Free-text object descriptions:
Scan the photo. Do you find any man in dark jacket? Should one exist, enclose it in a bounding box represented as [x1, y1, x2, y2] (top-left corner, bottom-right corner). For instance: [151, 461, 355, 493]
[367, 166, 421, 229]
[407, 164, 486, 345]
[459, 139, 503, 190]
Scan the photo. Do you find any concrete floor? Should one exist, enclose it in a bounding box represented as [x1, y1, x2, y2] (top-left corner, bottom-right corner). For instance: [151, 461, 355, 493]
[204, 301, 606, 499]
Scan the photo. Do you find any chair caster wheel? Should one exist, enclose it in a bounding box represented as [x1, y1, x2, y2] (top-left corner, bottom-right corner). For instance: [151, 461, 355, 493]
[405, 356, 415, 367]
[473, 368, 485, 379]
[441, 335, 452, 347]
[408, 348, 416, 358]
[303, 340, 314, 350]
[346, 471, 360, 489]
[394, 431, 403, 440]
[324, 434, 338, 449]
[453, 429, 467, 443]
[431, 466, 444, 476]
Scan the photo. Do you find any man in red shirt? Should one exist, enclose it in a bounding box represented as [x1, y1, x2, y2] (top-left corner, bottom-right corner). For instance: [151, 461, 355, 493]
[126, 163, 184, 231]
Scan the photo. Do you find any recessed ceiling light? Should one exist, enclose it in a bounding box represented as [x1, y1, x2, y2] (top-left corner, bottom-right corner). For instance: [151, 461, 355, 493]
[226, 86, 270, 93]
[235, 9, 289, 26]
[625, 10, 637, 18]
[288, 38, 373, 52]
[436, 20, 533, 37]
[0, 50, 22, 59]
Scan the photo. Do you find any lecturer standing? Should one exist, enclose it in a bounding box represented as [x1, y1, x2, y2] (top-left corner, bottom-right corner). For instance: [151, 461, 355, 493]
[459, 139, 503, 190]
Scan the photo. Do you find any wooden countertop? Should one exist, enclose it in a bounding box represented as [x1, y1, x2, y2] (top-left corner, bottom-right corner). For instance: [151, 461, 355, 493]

Exercise goal >> Only the lines from the one with "Scan the photo. Do you find any chair" through the last line of the records belong in the answer, each copied exactly.

Reply >>
Scan the photo. Do you find any chair caster wheel? Should one exist, enclose it in a bounding box represented as [x1, y1, x2, y2] (top-left corner, bottom-right corner). For instance: [151, 461, 355, 493]
[405, 356, 415, 367]
[473, 368, 485, 379]
[441, 335, 452, 347]
[408, 348, 416, 358]
[303, 340, 314, 350]
[346, 471, 360, 489]
[394, 431, 403, 440]
[324, 434, 338, 449]
[453, 429, 467, 443]
[431, 466, 444, 476]
Scan the photo. Do you find any man in red shirt? Should one exist, enclose it in a bounding box represented as [x1, y1, x2, y2] (top-left corner, bottom-right corner). For instance: [151, 461, 355, 493]
[126, 163, 184, 231]
Scan the photo. Do you find any recessed ceiling light? Should one exist, enclose it in a bounding box represented as [x1, y1, x2, y2] (top-left corner, bottom-right corner). For instance: [151, 461, 355, 493]
[226, 86, 270, 93]
[235, 9, 289, 26]
[625, 10, 637, 18]
[288, 38, 373, 52]
[436, 20, 533, 37]
[0, 50, 22, 59]
Scan the photo. Do you find any lecturer standing? Should one exist, enclose it in a bounding box represented as [x1, y1, x2, y2] (top-left corner, bottom-right corner). For instance: [151, 461, 355, 493]
[459, 139, 503, 190]
Scan the photo. Do you find any wooden countertop? Should one exist, enclose it in a bounding box represented as [x1, y1, x2, y2] (top-left corner, bottom-right corner). For instance: [151, 461, 355, 493]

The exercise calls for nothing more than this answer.